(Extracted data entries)
++++++++++

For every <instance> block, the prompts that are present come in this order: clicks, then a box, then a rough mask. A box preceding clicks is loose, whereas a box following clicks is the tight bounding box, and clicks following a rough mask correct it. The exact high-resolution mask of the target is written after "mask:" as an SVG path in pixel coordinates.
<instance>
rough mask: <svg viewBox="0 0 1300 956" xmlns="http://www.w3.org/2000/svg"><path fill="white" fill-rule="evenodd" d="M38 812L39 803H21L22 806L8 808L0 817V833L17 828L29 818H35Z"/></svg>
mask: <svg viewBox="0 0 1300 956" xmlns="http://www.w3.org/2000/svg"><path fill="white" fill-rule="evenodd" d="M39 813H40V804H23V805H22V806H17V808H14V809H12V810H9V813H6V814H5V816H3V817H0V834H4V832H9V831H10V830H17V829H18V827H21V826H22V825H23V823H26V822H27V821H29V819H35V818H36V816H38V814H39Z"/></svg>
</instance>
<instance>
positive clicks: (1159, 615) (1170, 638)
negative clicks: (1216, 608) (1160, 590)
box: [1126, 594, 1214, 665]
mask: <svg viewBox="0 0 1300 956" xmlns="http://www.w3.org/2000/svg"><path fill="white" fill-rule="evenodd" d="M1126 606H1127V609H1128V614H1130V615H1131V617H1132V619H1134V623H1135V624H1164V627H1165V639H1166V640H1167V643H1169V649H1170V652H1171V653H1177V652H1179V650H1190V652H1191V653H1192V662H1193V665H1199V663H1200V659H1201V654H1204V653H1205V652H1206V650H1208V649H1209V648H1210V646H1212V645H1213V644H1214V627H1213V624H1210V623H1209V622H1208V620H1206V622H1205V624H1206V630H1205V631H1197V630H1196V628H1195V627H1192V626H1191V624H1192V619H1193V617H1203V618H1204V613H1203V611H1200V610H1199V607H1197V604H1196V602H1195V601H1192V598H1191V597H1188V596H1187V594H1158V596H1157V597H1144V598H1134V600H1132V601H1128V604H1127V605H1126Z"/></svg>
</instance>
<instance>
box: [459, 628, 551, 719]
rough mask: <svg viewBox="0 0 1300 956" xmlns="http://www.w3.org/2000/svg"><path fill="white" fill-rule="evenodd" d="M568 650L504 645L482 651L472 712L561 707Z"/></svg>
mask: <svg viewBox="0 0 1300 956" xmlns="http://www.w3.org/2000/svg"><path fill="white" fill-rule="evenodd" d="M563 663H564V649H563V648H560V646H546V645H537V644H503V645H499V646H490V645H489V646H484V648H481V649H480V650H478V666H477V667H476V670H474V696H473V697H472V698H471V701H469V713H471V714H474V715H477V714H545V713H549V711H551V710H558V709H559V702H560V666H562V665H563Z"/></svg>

++++++++++

#### [INSTRUCTIONS TO FOLLOW]
Repeat every entry exactly as written above.

#### [SOLUTION FOR THIS TASK]
For every <instance> block, the prompts that are present come in this order: clicks, then a box, then a rough mask. A box preceding clicks is loose, whereas a box following clicks is the tight bounding box, and clicks following a rough mask correct it. The exact high-resolution mask of the target is written after "mask:" as an SVG path in pixel coordinates.
<instance>
rough mask: <svg viewBox="0 0 1300 956" xmlns="http://www.w3.org/2000/svg"><path fill="white" fill-rule="evenodd" d="M38 812L39 803H21L22 806L8 808L0 817V833L17 828L29 818H35Z"/></svg>
mask: <svg viewBox="0 0 1300 956" xmlns="http://www.w3.org/2000/svg"><path fill="white" fill-rule="evenodd" d="M39 813H40V804H23V805H22V806H17V808H14V809H12V810H9V813H6V814H5V816H3V817H0V834H4V832H9V831H10V830H17V829H18V827H21V826H22V825H23V823H26V822H27V821H29V819H35V818H36V816H38V814H39Z"/></svg>
</instance>
<instance>
positive clicks: (1159, 615) (1170, 638)
negative clicks: (1216, 608) (1160, 590)
box: [1126, 594, 1214, 665]
mask: <svg viewBox="0 0 1300 956" xmlns="http://www.w3.org/2000/svg"><path fill="white" fill-rule="evenodd" d="M1126 606H1127V609H1128V614H1130V615H1131V617H1132V619H1134V623H1135V624H1164V627H1165V639H1166V640H1167V643H1169V649H1170V652H1171V653H1177V652H1179V650H1190V652H1191V653H1192V662H1193V665H1199V663H1200V659H1201V654H1204V653H1205V652H1206V650H1208V649H1209V648H1210V646H1212V645H1213V644H1214V627H1213V624H1210V623H1209V622H1208V620H1206V622H1205V624H1206V630H1205V631H1197V630H1196V628H1195V627H1192V626H1191V624H1192V619H1193V617H1203V618H1204V613H1203V611H1200V610H1199V607H1197V604H1196V602H1195V601H1192V598H1191V597H1188V596H1187V594H1158V596H1157V597H1144V598H1134V600H1132V601H1128V604H1127V605H1126Z"/></svg>
</instance>
<instance>
box: [459, 628, 551, 719]
rough mask: <svg viewBox="0 0 1300 956" xmlns="http://www.w3.org/2000/svg"><path fill="white" fill-rule="evenodd" d="M568 650L504 645L482 651L472 712L561 707Z"/></svg>
mask: <svg viewBox="0 0 1300 956" xmlns="http://www.w3.org/2000/svg"><path fill="white" fill-rule="evenodd" d="M563 663H564V649H563V648H560V646H546V645H537V644H503V645H499V646H490V645H489V646H484V648H481V649H480V650H478V666H477V667H476V670H474V696H473V697H472V698H471V701H469V713H471V714H474V715H477V714H545V713H549V711H551V710H558V709H559V702H560V666H562V665H563Z"/></svg>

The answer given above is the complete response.